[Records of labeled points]
==*==

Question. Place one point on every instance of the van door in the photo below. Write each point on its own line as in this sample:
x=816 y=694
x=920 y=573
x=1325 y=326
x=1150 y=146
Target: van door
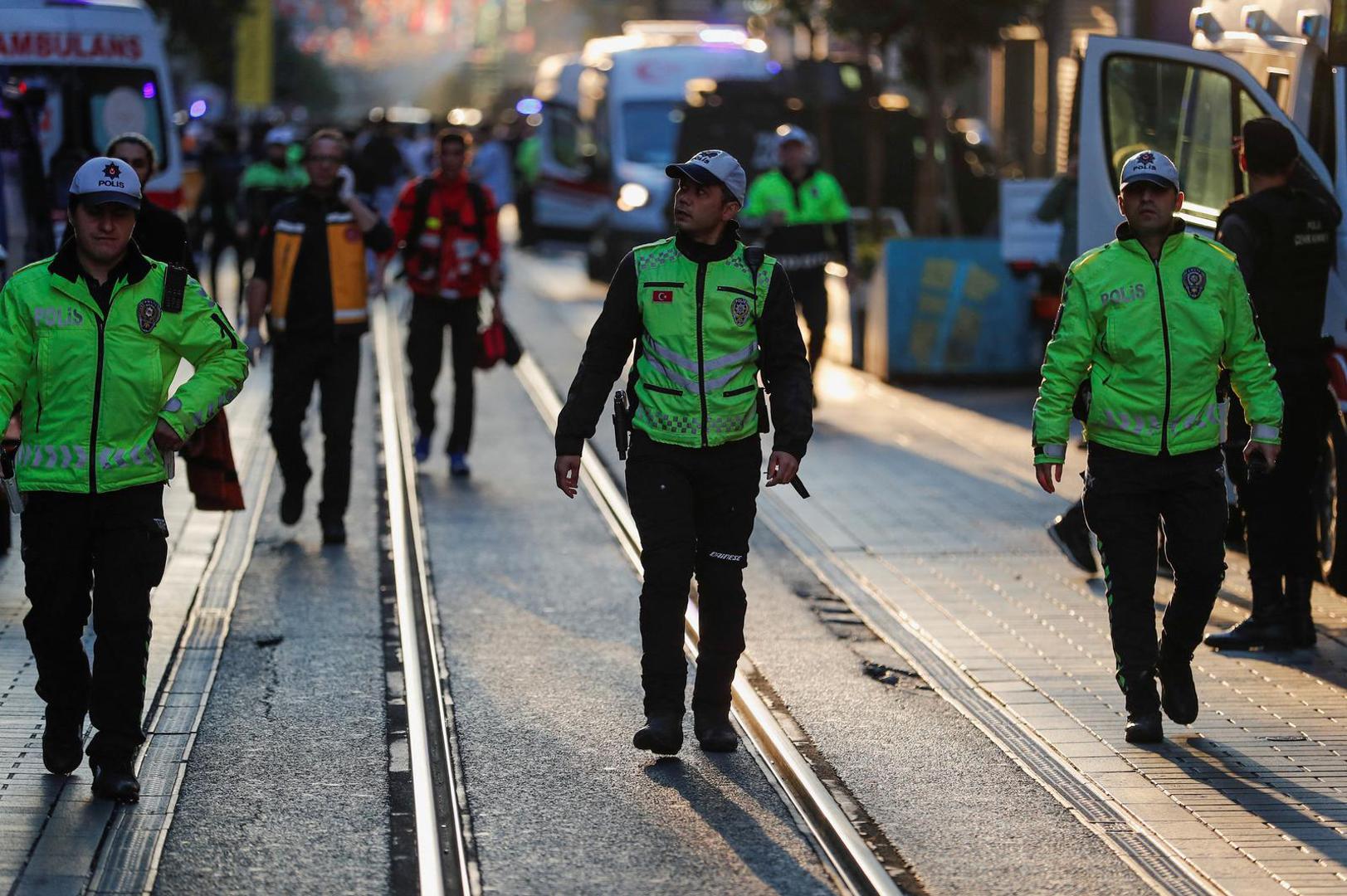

==*==

• _Task_
Recast every line of the rows above as a Markdown table with the columns "Line No." and "Text", numbering each line and excluding blank lines. Omit the pictures from the answer.

• _Result of this task_
| Line No. | Text |
|---|---|
| 1 | Question. Place one point on every instance of the van door in the photo below. Write each point on its own line as in this sample: |
| 2 | x=816 y=694 |
| 3 | x=920 y=573 |
| 4 | x=1325 y=326 |
| 5 | x=1150 y=146 |
| 6 | Target: van door |